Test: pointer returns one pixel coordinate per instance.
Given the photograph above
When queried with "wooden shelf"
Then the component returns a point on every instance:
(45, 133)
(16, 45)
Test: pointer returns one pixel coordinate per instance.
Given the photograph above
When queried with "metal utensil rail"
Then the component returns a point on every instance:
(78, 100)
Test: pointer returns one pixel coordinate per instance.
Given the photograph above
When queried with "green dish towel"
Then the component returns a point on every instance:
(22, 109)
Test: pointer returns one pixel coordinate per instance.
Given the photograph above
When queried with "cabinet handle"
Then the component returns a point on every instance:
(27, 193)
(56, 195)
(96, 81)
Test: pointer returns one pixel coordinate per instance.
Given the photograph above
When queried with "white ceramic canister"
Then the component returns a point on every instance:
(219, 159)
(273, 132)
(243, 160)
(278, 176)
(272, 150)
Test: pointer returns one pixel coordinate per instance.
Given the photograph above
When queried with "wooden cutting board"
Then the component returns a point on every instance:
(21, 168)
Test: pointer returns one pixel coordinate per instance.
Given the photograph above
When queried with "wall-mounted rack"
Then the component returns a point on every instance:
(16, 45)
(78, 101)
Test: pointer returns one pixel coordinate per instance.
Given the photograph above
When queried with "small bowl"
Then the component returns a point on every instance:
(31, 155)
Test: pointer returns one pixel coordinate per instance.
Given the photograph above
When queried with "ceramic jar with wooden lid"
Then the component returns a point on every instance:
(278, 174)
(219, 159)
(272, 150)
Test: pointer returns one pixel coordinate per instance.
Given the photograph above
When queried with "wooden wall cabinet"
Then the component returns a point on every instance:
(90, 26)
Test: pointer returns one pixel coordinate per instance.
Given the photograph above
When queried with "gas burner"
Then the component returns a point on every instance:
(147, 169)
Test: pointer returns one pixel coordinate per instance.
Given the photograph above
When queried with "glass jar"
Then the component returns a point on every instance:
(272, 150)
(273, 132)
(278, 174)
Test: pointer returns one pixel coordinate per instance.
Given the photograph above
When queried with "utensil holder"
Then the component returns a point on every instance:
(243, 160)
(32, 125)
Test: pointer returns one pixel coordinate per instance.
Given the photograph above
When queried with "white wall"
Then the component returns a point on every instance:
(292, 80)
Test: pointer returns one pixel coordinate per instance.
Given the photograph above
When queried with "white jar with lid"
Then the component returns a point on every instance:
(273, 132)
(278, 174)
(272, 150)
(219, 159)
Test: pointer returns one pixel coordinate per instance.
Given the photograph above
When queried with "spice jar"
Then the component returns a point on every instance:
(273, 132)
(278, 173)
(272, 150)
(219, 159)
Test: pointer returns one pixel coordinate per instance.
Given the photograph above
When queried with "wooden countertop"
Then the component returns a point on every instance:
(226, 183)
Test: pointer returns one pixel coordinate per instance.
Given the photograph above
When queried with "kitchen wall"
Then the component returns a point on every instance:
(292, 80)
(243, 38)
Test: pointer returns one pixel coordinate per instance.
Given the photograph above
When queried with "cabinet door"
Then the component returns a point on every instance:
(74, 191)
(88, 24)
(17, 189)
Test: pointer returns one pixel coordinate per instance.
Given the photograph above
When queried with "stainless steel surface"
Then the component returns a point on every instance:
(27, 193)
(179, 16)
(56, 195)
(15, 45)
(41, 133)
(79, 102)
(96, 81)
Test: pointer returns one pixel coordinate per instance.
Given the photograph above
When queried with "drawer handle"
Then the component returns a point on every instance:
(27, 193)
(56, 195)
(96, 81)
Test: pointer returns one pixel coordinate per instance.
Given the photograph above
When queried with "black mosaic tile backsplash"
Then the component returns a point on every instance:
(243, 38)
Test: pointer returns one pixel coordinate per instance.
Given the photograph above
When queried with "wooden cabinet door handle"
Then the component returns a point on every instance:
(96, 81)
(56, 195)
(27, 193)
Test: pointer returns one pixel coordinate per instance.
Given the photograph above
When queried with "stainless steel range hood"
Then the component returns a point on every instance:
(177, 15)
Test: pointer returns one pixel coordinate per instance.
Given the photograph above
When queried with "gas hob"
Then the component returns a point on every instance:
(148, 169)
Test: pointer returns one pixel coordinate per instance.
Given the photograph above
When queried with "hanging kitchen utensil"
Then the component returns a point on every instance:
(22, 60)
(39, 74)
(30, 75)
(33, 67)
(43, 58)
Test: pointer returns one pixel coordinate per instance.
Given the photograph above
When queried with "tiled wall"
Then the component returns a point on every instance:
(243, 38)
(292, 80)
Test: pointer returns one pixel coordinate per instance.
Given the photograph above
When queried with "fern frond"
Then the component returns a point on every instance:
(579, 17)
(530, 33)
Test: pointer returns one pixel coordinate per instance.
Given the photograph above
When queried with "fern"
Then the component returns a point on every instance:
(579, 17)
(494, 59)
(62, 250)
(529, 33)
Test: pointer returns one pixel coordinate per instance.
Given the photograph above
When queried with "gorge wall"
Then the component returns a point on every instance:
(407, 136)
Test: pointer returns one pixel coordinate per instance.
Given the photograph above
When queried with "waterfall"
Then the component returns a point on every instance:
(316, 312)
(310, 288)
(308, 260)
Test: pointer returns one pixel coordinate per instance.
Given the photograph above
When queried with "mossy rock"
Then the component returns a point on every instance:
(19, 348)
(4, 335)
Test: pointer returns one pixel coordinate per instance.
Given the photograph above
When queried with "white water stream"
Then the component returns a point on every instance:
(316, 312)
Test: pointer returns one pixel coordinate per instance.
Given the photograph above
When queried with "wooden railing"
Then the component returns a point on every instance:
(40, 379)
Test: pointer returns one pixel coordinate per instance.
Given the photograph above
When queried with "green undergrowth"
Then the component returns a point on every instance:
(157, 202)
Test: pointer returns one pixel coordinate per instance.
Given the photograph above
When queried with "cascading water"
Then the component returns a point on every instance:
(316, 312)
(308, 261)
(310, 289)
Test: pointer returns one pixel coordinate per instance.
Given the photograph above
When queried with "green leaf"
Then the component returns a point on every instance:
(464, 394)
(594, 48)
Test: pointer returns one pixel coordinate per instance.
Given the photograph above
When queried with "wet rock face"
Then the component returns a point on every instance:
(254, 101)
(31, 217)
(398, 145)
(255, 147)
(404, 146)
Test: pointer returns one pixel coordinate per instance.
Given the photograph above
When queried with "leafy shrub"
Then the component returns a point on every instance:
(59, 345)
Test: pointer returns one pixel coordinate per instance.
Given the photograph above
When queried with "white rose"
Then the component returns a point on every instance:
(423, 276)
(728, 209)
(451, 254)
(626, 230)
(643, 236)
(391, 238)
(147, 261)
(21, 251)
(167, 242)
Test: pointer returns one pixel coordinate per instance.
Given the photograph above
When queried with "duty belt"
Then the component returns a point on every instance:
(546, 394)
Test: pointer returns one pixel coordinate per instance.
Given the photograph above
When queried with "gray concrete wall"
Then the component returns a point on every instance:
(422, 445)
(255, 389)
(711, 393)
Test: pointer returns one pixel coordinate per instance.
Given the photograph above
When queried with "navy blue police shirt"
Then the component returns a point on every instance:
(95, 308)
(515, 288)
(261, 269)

###

YOUR GOAL – Reproduce the data shown above exactly.

SOLUTION TO THE EXERCISE –
Test: pointer returns one pixel coordinate per instance.
Given the photograph above
When queried with "wooden shelf"
Then the component returns a point on every instance:
(45, 133)
(16, 45)
Test: pointer returns one pixel coordinate per instance.
Given the photograph above
When queried with "metal utensil rail"
Then the component returns a point on every instance:
(78, 100)
Test: pointer returns one pixel coordinate per instance.
Given the photograph above
When queried with "green dish towel"
Then the component returns a point on every instance:
(22, 109)
Test: pointer returns one pixel coordinate per instance.
Given the photograph above
When queried with "cabinet handle"
Then the component returns a point on every instance:
(27, 193)
(56, 195)
(96, 81)
Test: pointer returns one pixel coordinate per instance.
Given the photograph above
When queried with "white ceramic canister"
Then the component returns a point on every instance:
(219, 159)
(273, 132)
(243, 160)
(278, 176)
(272, 150)
Test: pointer returns one pixel coordinate per instance.
Given the photograph above
When queried with "wooden cutting board"
Then the component returns a point on every instance:
(21, 168)
Test: pointer returns one pixel coordinate per instance.
Given the photograph above
When queried with "wall-mounted rack"
Then the component returns a point on every instance:
(16, 45)
(78, 101)
Test: pointer returns one pixel coordinate per instance.
Given the photograph above
When queried with "small bowl"
Then the component returns a point on every instance:
(31, 155)
Test: pointer returns one pixel coordinate per instance.
Given the photograph above
When queried with "ceramic jar with wooden lid"
Then the component returns a point on every instance:
(278, 174)
(219, 159)
(272, 150)
Test: pointer returns one pixel coordinate per instance.
Given the photograph above
When queried with "wooden wall cabinet"
Then the component returns a point on every instance:
(90, 26)
Test: pointer returns one pixel coordinate per instance.
Given the photograph above
When queried with "gas burner"
Then the component returns a point on every instance:
(147, 169)
Test: pointer returns one pixel coordinate per instance.
Given the photograph above
When queried with "glass jar"
Then the component returns a point on every instance:
(272, 150)
(273, 132)
(278, 174)
Test: pointer returns one pixel coordinate per instance.
Given the photograph above
When queried with "utensil holder"
Then the component returns a point on every instance:
(243, 160)
(32, 125)
Test: pointer returns one pixel coordinate per instance.
Given the photograph above
When queried with "white wall"
Then the component returns a point on every instance:
(292, 80)
Test: pointer returns one pixel coordinate per instance.
Given the photograph above
When queried with "white jar with lid"
Then the component returns a point on every instance:
(273, 132)
(278, 174)
(272, 150)
(219, 159)
Test: pointer returns one pixel coordinate per instance.
Given the photograph above
When queried with "spice jar"
Then the component returns a point on every instance:
(273, 132)
(278, 173)
(272, 150)
(219, 159)
Test: pointer returns one pixel coordinate per instance.
Given the photograph above
When queried with "wooden countertop"
Then the component returns a point on every instance:
(226, 183)
Test: pointer returns one pixel coordinate per instance.
Given the photograph above
When queried with "kitchen wall"
Then the component returns a point on every instance:
(292, 80)
(243, 38)
Test: pointer returns one pixel coordinate per instance.
Given the photograph above
When queried with "cabinet door"
Then the component returns a point on every instance:
(74, 191)
(88, 24)
(17, 189)
Test: pointer returns one pixel coordinate per instance.
Given the photograph above
When queried with "stainless steel surface"
Then the component returns a point on every instance:
(27, 193)
(179, 16)
(56, 195)
(15, 45)
(41, 133)
(79, 102)
(96, 81)
Test: pointer returns one pixel coordinate per instance.
Given the photograph above
When queried with "drawer handle"
Then the component returns a point on every instance:
(27, 193)
(56, 195)
(96, 81)
Test: pointer returns one pixel coordinate per instance.
Given the photograph above
When queried with "black mosaic tile backsplash"
Then the component returns a point on every instance:
(243, 38)
Test: pointer returns one pixel coordinate per instance.
Given the photograph above
When queried with "wooden cabinet door handle"
Then the component returns a point on every instance:
(96, 81)
(56, 195)
(27, 193)
Test: pointer returns one pixel coordinate per instance.
Given the photograph above
When queried with "stainless steel range hood"
Then the component returns a point on every instance:
(177, 15)
Test: pointer returns one pixel coordinate per instance.
Given the photograph above
When queried with "gas hob"
Then the component returns a point on every instance:
(148, 169)
Test: pointer returns one pixel coordinate per instance.
Given the photograph above
When queried with "hanging kitchen utensil"
Then the component returns a point on every instance:
(22, 60)
(39, 74)
(30, 75)
(33, 67)
(43, 58)
Test: pointer returns one pixel coordinate per instance.
Given the photograph above
When queried with "tiled wall"
Then the component returns a point on every instance:
(243, 38)
(292, 80)
Test: pointer returns one pixel coordinate per instance.
Given the photograph above
When queried with "fern frond"
Then the component returns a point on every instance:
(579, 17)
(530, 33)
Test: pointer returns one pixel coordinate per instance.
Given the photograph above
When queried with "fern"
Then the component returns a point on every instance:
(579, 17)
(494, 59)
(62, 250)
(529, 33)
Test: pointer returns one pixel coordinate per instance.
Given the photograph above
When queried with "gorge wall"
Then the component returns a point on every instance:
(407, 136)
Test: pointer returns one pixel coordinate per instance.
Given the photograph above
When queried with "waterfall"
Then the component returns a point on every instance:
(316, 312)
(310, 288)
(308, 260)
Test: pointer returns one pixel coordinate per instance.
Given the photograph above
When queried with "mossy rock"
Then the component returns a point on every instance:
(19, 348)
(4, 335)
Test: pointer returns one pixel coordinate per instance.
Given the photograph above
When queried with "white water stream"
Then the component returns a point on every instance:
(316, 312)
Test: pointer returns one pixel coordinate per instance.
Given the photograph above
When queried with "wooden railing"
Then the component returns a point on every instance:
(40, 379)
Test: pointer returns one pixel coordinate per instance.
Given the photograph above
When queried with "green undergrowth"
Then the component returns a point on every instance:
(157, 202)
Test: pointer returns one pixel coordinate per instance.
Given the photograph above
When queried with "cascading water"
Then the component returns a point on every instance:
(316, 312)
(308, 261)
(310, 289)
Test: pointer returns one pixel coordinate per instance.
Given the photograph above
When queried with "green leaf"
Then the component returns a point on every instance:
(464, 394)
(594, 48)
Test: pointer returns one pixel coordinate per instance.
Given the photograph above
When queried with "wet rock face"
Then the component returns a point on every instance:
(254, 101)
(31, 217)
(398, 145)
(255, 147)
(404, 146)
Test: pointer returns one pixel coordinate per instance.
Given the photograph above
When queried with "leafy shrub"
Then the component returns a point on every instance:
(59, 345)
Test: pointer returns one pixel coordinate per instance.
Given the photograph above
When queried with "white rose"
Then the component returns a point on every instance:
(423, 276)
(728, 209)
(451, 254)
(626, 230)
(643, 236)
(391, 238)
(147, 261)
(21, 251)
(167, 242)
Test: pointer returns one pixel coordinate per instance.
Given the photograph above
When queried with "duty belt"
Then the component returns a point on every instance:
(546, 394)
Test: pointer returns one pixel coordinate per instance.
Given the photograph above
When queried with "gray concrete wall"
Then the component returns a point on every instance:
(422, 445)
(255, 389)
(711, 393)
Test: pointer returns one pixel coordinate per instance.
Given the photograph above
When queried with "navy blue police shirt"
Then the component returns a point on every instance:
(95, 308)
(515, 288)
(261, 269)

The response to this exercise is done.